Visitor killed in crash
A 38-year-old Canadian tourists' holiday was tragically cut short early yesterday morning when he was killed in a motorcycle accident near Crow Lane Bakery.
Michael Taylor, from Ontario who was on the Island visiting his sister, is the second person to die on Bermuda's roads this week and the second road fatality this year.
Police spokesman, Dwayne Caines said Police and emergency crews responded to a call of a single vehicle collision on Crow Lane in Devonshire at about 12.40 a.m. yesterday. The call had been made from a public telephone.
When Police arrived on the scene they found an unresponsive Mr. Taylor lying in the left lane along with his rental cycle.
He was treated on the scene by Emergency Medical Technicians before being rushed to the King Edward VII Memorial Hospital where he was pronounced dead by an on-call physician at 12.55 a.m.
Mr. Caines said it appeared Mr. Taylor was travelling South on Crow Lane when he attempted to negotiate a right-hand bend near the junction of Corkscrew Hill.

** The task **
Revise the news report from "Visitor killed in" and going on through "a public telephone.", substituting "scooter" for "motorcycle". The data presented here originate from a separate source.

** Stored dataset items **
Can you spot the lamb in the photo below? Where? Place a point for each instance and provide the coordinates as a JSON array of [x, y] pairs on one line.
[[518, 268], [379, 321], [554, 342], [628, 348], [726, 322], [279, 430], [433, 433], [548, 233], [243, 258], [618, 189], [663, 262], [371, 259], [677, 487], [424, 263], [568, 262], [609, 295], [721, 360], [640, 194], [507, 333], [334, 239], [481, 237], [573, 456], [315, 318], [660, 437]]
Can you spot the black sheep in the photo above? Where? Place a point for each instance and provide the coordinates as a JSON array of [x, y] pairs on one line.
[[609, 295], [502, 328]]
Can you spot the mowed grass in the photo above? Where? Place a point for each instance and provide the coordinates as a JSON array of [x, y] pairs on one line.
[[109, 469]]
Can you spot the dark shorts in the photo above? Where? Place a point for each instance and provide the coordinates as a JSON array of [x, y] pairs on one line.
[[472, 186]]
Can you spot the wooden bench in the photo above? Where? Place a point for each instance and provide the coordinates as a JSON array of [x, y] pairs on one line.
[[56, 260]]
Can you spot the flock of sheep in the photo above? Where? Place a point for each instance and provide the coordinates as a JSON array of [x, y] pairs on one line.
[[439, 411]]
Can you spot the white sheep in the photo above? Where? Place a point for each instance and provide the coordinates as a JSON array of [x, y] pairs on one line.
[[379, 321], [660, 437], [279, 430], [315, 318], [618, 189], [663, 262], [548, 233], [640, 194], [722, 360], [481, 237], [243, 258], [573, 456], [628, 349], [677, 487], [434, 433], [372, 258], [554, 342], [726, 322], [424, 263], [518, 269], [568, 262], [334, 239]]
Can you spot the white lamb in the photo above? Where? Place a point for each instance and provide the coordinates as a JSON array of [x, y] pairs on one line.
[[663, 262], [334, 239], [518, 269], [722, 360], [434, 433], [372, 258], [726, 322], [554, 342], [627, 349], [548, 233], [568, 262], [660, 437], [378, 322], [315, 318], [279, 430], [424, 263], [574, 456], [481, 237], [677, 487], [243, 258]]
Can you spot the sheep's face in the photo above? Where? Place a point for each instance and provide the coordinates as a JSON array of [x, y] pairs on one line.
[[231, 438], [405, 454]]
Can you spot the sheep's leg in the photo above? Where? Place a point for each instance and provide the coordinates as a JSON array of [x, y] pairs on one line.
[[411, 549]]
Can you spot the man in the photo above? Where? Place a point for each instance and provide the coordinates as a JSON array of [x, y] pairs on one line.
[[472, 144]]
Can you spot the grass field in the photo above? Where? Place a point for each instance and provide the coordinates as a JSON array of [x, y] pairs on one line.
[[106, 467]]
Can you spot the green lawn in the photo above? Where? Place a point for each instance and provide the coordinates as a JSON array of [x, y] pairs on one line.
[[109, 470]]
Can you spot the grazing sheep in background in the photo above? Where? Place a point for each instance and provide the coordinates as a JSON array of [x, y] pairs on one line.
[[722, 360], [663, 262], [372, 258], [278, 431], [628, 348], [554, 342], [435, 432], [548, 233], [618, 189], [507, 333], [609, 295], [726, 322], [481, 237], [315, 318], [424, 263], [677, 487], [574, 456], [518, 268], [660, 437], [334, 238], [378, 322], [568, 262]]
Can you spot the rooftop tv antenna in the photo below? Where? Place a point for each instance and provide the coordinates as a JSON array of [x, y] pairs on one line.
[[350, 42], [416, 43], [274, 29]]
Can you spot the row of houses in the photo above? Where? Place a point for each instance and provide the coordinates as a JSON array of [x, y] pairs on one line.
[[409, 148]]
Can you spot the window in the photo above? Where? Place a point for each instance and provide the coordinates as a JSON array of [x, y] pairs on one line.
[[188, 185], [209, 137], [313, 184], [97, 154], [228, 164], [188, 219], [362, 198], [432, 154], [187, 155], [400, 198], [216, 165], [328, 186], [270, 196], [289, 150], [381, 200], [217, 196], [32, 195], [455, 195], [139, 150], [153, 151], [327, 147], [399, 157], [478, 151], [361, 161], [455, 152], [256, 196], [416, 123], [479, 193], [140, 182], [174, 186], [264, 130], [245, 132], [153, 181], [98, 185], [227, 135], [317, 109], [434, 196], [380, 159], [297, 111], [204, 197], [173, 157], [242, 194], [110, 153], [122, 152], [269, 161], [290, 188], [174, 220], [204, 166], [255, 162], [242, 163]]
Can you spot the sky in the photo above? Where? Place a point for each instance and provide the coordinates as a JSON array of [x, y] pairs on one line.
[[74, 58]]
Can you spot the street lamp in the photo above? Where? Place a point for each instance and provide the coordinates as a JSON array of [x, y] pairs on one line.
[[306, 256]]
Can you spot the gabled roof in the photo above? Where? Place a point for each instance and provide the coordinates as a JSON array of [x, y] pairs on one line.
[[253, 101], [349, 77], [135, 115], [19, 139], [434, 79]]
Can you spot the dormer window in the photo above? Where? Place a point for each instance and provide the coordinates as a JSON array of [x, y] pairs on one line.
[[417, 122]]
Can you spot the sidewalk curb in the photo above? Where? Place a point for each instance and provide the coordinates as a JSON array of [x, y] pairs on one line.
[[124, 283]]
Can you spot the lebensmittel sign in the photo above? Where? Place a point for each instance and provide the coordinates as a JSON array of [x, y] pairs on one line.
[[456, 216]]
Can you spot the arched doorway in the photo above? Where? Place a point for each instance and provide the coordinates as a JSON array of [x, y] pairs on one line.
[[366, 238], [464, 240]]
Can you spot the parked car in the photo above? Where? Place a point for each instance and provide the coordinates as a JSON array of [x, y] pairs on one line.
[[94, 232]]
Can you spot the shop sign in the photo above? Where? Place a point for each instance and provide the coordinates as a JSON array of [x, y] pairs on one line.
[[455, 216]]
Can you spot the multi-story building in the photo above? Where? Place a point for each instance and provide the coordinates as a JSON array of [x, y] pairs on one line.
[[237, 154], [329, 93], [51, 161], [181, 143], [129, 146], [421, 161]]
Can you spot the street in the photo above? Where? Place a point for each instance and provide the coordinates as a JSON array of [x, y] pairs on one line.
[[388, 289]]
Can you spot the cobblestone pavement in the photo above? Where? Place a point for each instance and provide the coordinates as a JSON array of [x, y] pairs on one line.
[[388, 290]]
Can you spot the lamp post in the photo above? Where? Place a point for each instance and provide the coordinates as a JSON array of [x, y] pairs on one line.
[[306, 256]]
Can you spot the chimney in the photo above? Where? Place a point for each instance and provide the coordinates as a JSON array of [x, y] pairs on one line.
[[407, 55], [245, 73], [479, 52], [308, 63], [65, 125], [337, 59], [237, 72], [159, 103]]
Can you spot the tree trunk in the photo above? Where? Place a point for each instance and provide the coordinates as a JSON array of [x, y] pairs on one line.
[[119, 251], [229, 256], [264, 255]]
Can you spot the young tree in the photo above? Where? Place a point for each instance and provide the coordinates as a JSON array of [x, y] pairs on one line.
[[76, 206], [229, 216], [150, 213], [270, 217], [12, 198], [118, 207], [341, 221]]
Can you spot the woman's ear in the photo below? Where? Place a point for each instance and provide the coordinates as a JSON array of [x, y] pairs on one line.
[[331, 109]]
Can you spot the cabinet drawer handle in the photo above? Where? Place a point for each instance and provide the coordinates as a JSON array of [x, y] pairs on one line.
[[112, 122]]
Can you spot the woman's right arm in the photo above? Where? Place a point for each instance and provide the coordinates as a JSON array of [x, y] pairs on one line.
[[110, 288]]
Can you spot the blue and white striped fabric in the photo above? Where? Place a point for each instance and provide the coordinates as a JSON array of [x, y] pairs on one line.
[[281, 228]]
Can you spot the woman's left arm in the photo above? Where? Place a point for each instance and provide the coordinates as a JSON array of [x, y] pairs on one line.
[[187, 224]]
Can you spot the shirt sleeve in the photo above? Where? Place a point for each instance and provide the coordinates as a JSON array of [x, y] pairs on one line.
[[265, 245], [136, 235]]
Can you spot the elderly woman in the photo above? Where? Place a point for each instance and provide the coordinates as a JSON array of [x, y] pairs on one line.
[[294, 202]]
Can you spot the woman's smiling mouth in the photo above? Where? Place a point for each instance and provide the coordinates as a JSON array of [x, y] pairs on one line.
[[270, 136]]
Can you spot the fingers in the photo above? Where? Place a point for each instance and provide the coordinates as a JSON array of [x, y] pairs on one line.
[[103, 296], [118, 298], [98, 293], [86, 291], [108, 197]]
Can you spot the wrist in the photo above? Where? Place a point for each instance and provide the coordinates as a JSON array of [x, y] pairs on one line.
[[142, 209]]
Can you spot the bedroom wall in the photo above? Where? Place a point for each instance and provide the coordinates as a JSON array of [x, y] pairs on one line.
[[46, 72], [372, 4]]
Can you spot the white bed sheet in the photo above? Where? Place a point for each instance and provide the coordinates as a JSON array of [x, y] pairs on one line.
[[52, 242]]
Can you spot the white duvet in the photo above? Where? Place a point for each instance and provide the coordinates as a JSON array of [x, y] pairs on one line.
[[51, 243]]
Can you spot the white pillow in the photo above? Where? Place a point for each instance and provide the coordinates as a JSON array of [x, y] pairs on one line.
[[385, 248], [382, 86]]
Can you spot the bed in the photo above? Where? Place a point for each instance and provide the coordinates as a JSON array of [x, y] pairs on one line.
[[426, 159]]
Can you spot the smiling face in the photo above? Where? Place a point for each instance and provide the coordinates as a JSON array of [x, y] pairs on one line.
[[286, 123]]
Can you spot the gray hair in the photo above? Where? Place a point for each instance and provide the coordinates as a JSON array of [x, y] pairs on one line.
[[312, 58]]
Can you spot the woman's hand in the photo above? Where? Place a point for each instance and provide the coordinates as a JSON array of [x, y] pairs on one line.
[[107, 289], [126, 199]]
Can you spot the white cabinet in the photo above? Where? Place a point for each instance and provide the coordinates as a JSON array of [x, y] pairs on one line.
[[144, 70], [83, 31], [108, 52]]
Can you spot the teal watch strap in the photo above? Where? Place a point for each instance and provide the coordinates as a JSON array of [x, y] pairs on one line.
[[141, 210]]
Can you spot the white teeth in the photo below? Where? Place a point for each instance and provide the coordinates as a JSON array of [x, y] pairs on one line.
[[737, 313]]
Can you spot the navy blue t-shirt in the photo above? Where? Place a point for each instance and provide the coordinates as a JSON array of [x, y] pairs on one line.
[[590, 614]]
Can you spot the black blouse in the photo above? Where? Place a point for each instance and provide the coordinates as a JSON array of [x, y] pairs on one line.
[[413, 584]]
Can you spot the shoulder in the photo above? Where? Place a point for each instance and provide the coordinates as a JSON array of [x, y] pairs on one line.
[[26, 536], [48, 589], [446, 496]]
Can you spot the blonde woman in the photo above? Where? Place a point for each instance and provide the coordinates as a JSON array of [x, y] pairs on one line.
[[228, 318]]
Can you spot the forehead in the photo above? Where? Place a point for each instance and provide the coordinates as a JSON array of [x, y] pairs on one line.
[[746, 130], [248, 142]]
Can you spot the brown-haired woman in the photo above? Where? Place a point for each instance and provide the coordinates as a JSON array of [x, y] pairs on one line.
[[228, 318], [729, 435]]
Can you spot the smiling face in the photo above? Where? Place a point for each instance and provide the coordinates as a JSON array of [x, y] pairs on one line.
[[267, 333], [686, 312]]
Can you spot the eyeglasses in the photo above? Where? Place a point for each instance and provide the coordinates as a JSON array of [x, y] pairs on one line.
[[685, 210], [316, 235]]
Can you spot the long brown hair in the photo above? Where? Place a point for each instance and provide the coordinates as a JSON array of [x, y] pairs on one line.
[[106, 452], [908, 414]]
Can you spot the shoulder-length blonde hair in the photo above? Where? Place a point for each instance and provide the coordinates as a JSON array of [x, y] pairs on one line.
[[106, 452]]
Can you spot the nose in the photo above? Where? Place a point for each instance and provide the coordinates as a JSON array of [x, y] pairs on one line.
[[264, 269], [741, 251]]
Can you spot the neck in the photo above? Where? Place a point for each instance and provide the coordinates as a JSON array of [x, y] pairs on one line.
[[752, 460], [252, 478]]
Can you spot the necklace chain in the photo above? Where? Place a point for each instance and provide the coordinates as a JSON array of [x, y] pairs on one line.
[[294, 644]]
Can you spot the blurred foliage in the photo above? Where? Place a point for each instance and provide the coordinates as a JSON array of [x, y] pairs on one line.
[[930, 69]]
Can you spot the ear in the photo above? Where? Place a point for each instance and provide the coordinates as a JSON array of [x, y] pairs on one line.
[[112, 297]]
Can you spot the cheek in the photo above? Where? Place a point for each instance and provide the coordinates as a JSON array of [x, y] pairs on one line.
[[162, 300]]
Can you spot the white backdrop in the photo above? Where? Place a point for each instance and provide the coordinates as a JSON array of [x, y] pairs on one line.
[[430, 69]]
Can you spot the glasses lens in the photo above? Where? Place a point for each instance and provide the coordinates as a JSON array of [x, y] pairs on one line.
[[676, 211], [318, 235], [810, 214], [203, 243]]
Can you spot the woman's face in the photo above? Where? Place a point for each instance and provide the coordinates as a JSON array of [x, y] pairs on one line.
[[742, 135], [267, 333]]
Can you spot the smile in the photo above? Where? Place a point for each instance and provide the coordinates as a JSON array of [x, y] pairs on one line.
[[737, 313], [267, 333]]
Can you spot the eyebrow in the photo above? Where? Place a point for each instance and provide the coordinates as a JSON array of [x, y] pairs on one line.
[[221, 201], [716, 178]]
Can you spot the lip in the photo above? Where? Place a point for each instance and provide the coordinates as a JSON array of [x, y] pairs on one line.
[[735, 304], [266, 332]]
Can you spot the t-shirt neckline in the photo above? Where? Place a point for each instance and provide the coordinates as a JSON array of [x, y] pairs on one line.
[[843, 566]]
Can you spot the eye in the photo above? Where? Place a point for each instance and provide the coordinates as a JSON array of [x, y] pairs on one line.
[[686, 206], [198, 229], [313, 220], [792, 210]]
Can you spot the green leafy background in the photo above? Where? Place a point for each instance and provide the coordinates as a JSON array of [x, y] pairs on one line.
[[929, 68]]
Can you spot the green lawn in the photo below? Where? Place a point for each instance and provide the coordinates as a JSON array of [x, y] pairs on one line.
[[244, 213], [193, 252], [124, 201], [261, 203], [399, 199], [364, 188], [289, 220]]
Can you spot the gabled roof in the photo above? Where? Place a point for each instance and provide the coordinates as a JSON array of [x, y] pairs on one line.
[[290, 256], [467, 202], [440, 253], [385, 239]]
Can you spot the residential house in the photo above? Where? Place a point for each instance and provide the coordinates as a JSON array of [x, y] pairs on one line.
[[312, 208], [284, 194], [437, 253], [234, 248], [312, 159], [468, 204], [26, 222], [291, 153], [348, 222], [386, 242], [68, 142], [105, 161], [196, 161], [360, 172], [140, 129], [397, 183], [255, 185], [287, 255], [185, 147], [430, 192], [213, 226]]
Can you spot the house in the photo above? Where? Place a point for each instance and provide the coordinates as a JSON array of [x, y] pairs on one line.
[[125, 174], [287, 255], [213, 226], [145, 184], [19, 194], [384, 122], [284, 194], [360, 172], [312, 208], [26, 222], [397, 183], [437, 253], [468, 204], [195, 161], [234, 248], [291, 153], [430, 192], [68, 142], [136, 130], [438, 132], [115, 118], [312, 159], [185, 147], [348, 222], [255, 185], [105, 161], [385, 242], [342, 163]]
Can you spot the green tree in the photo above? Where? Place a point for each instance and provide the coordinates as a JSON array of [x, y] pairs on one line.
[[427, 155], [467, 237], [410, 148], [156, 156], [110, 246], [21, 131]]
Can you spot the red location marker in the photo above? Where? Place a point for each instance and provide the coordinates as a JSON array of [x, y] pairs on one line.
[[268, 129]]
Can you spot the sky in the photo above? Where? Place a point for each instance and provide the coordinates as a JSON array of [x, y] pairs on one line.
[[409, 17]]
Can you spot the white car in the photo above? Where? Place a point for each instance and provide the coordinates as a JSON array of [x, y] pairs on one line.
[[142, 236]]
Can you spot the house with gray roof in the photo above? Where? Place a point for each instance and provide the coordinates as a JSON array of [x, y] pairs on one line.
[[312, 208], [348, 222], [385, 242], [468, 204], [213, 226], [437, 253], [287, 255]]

** Answer section **
Visitor killed in crash
A 38-year-old Canadian tourists' holiday was tragically cut short early yesterday morning when he was killed in a scooter accident near Crow Lane Bakery.
Michael Taylor, from Ontario who was on the Island visiting his sister, is the second person to die on Bermuda's roads this week and the second road fatality this year.
Police spokesman, Dwayne Caines said Police and emergency crews responded to a call of a single vehicle collision on Crow Lane in Devonshire at about 12.40 a.m. yesterday. The call had been made from a public telephone.